## PROBLEM REQUIREMENTS
Copy the lines again, starting with the line that contains "Target: glass facade" and going on through the line that contains "x=309, y=57", both included, and give only those lines. Leave the requests and their format samples unchanged, and multiply each coordinate in the answers by 1.9, rounding to whole numbers with halves rounded up.
::: EXCERPTED DATA :::
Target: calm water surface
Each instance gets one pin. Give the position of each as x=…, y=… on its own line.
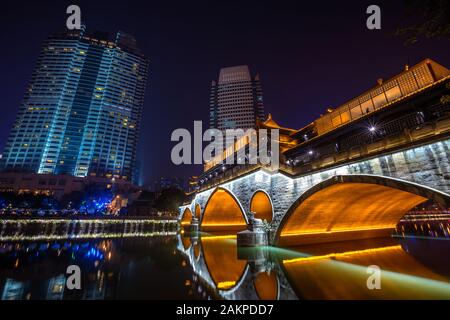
x=163, y=264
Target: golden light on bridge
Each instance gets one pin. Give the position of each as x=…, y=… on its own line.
x=346, y=211
x=261, y=206
x=222, y=212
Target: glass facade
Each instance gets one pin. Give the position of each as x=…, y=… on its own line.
x=81, y=112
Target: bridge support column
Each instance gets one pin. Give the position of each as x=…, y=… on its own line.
x=255, y=235
x=194, y=227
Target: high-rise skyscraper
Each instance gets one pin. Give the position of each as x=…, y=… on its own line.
x=236, y=99
x=82, y=110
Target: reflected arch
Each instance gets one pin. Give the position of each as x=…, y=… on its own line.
x=197, y=211
x=351, y=207
x=221, y=259
x=223, y=212
x=186, y=217
x=267, y=285
x=261, y=205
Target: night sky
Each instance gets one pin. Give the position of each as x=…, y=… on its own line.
x=309, y=57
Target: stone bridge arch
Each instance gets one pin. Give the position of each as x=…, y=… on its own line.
x=223, y=212
x=186, y=216
x=347, y=207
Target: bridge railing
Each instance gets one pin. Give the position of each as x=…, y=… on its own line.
x=427, y=131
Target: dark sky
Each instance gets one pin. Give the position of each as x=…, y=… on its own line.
x=309, y=56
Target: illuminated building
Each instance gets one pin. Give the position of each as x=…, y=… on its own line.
x=82, y=109
x=236, y=99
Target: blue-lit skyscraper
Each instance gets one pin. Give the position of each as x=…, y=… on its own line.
x=82, y=110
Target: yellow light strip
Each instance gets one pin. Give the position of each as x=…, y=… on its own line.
x=336, y=231
x=340, y=255
x=219, y=237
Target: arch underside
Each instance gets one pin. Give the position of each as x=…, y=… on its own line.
x=223, y=213
x=187, y=217
x=221, y=259
x=346, y=211
x=261, y=206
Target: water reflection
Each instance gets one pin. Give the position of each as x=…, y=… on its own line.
x=330, y=271
x=123, y=268
x=145, y=264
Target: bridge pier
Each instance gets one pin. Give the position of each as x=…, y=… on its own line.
x=254, y=236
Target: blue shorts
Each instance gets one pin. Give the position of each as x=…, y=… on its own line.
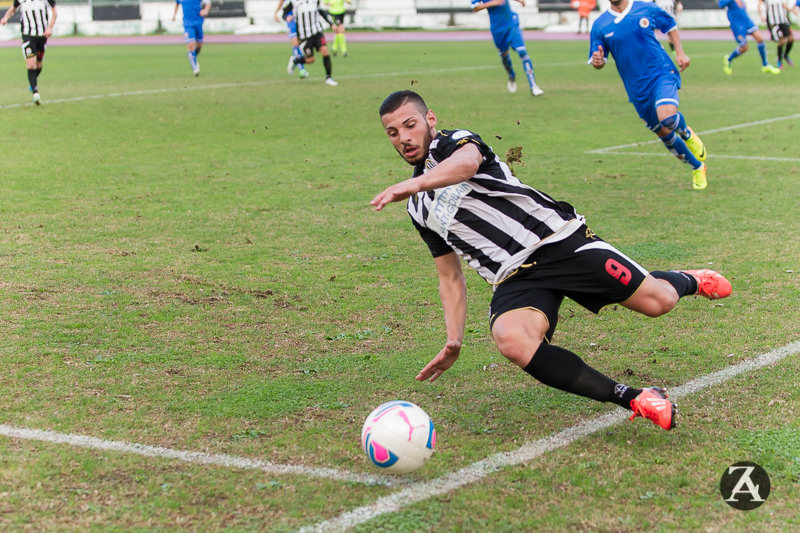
x=665, y=92
x=741, y=31
x=193, y=31
x=505, y=38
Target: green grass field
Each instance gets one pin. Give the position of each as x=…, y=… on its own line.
x=192, y=263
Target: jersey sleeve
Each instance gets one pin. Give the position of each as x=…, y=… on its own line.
x=450, y=141
x=663, y=20
x=596, y=40
x=436, y=244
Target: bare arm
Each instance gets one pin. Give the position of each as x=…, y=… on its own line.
x=459, y=167
x=453, y=293
x=680, y=55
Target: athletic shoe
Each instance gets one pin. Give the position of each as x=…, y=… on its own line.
x=726, y=66
x=695, y=145
x=652, y=403
x=710, y=284
x=699, y=181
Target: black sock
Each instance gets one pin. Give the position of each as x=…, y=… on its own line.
x=562, y=369
x=32, y=79
x=326, y=60
x=684, y=283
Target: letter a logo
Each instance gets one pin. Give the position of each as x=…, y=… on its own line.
x=744, y=486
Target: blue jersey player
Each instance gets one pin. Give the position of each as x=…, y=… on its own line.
x=194, y=13
x=742, y=26
x=506, y=34
x=627, y=31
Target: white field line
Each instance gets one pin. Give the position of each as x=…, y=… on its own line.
x=476, y=471
x=614, y=149
x=229, y=461
x=710, y=156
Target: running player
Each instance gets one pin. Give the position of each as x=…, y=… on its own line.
x=291, y=24
x=467, y=206
x=194, y=14
x=742, y=26
x=337, y=11
x=37, y=18
x=627, y=31
x=506, y=33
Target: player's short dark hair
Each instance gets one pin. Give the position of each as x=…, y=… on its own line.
x=399, y=98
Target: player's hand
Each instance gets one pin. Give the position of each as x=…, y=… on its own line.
x=395, y=193
x=598, y=57
x=443, y=360
x=683, y=61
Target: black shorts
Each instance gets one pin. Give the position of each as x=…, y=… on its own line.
x=33, y=46
x=779, y=31
x=583, y=267
x=315, y=42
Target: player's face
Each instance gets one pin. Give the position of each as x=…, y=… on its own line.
x=410, y=131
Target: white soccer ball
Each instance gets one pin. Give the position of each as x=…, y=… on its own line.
x=398, y=437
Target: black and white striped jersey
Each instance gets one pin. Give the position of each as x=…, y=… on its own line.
x=306, y=13
x=34, y=15
x=776, y=12
x=492, y=220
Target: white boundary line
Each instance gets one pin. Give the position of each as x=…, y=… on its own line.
x=476, y=471
x=192, y=457
x=613, y=149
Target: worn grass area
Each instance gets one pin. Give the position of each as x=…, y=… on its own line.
x=196, y=266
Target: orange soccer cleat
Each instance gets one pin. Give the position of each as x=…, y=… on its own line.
x=710, y=284
x=652, y=403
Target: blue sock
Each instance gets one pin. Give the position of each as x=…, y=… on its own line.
x=527, y=65
x=509, y=68
x=762, y=51
x=679, y=149
x=677, y=124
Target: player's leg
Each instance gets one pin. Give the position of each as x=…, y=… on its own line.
x=326, y=61
x=762, y=51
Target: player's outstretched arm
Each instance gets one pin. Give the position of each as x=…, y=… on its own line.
x=459, y=167
x=453, y=293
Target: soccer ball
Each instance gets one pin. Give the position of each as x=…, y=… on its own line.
x=398, y=437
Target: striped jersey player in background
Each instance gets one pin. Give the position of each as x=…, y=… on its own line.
x=194, y=14
x=780, y=30
x=467, y=205
x=308, y=16
x=37, y=18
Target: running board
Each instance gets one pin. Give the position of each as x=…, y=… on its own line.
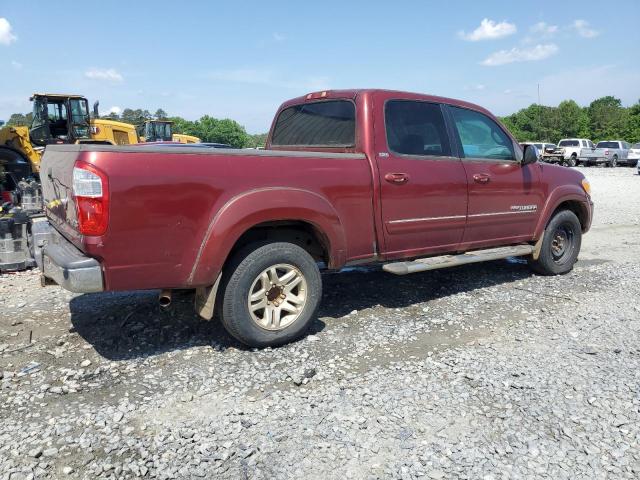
x=443, y=261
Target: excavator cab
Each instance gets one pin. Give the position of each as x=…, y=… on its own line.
x=156, y=131
x=59, y=119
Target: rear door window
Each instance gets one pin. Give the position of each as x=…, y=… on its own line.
x=330, y=123
x=416, y=128
x=480, y=136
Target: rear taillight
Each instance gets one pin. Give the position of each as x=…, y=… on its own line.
x=91, y=194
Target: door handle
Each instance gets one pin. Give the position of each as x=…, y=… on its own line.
x=397, y=178
x=481, y=178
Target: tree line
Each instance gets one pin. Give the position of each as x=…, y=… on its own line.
x=604, y=119
x=207, y=128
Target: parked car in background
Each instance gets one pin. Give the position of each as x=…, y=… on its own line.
x=580, y=150
x=615, y=151
x=634, y=155
x=549, y=152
:::
## RESULT FOR THIS TASK
Target: glass facade
Each instance gets one pin. Give the position of each as x=…, y=… on its own line.
x=154, y=213
Target: bridge support column
Each instance gets one pin. Give the position of each as x=…, y=… on its own line.
x=485, y=447
x=369, y=431
Target: high-rise skyscraper
Each instance gets one pin. Give the position of each as x=…, y=… on its own line.
x=448, y=188
x=156, y=209
Target: reflected arch
Each instance gets one pin. Give the position of each as x=…, y=… on its own line.
x=374, y=401
x=667, y=393
x=420, y=492
x=424, y=403
x=353, y=412
x=507, y=542
x=496, y=390
Target: night sky
Each instance gets one pin. Give the position of each as x=…, y=… on its own line.
x=587, y=108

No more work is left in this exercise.